### [Task item]
Print all the data, keeping every line exactly as it is.

### [The records]
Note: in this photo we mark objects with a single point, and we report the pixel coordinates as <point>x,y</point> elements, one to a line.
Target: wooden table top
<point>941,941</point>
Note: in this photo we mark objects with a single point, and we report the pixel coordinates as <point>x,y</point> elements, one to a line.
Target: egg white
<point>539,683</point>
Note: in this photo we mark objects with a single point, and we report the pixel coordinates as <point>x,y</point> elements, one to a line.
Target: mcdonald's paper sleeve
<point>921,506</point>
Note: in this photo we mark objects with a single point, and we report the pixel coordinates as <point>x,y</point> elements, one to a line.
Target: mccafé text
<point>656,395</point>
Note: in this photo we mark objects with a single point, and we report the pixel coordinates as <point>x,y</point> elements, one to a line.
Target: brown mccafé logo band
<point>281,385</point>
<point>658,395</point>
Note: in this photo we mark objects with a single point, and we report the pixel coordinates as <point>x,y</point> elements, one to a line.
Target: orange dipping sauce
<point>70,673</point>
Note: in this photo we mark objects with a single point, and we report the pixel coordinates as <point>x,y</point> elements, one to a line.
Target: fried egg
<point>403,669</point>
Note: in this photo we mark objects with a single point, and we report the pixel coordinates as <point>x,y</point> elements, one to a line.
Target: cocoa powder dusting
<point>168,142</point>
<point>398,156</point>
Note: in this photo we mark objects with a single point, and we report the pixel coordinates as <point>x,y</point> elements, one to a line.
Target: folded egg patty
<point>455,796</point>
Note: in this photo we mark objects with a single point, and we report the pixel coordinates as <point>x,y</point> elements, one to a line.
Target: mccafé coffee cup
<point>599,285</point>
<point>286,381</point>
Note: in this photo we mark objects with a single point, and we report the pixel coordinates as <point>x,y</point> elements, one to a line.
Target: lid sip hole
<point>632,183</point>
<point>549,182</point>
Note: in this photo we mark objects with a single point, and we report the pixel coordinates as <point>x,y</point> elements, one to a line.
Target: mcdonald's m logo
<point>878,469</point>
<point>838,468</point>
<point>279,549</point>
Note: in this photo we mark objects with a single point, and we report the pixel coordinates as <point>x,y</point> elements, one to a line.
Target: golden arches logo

### [Exercise result]
Note: in this photo we mark objects with a single point, and we report the pixel coordinates as <point>x,y</point> elements, one to a line.
Target: wooden table top
<point>941,941</point>
Note: in this photo we mark objects with a single point, and we report the pixel coordinates as <point>x,y</point> elements, one to a line.
Target: egg white
<point>539,683</point>
Note: in this photo we mark objects with a single point, and we report the pixel coordinates as <point>x,y</point> elements, one to a line.
Target: mcdonald's paper sleeve
<point>921,506</point>
Note: in this photo we mark objects with a single point, and we report the pixel coordinates as <point>x,y</point> elements, one to a line.
Target: mccafé text
<point>656,395</point>
Note: in this photo we mark objects with a single point, and we report the pixel coordinates as <point>x,y</point> elements, one to a line.
Target: brown mccafé logo band
<point>281,385</point>
<point>658,395</point>
Note: in this photo we mark objects with a single point, and we report the pixel coordinates as <point>x,y</point> elements, one to a line.
Target: orange dipping sauce
<point>70,673</point>
Note: in this photo we mark objects with a single point, and we report the pixel coordinates as <point>x,y</point> elements, one to a line.
Target: fried egg
<point>403,669</point>
Note: in this photo we mark objects with a single point, and we report the pixel coordinates as <point>x,y</point> elements, one to a line.
Target: cocoa powder dusting
<point>168,142</point>
<point>398,156</point>
Note: in this photo we mark objects with a single point, and we report the pixel coordinates as <point>x,y</point> elements, one to a line.
Target: folded egg patty
<point>455,796</point>
Note: in this photo we mark objects with a single point, and we report the pixel coordinates as <point>x,y</point> elements, one to a line.
Target: mccafé coffee cup
<point>599,285</point>
<point>286,381</point>
Note: in this photo we mark objects with a single point, and we report the pixel coordinates as <point>x,y</point> elements, one to a line.
Target: lid sip hole
<point>632,183</point>
<point>549,182</point>
Note: in this photo we mark objects with a single point, and we report the pixel coordinates as <point>x,y</point> elements, one to a line.
Target: mcdonald's m logo
<point>878,469</point>
<point>838,468</point>
<point>279,549</point>
Note: in this photo we mark objects with a single point, and we report the pixel coordinates as <point>x,y</point> elements, one to a line.
Target: golden arches logo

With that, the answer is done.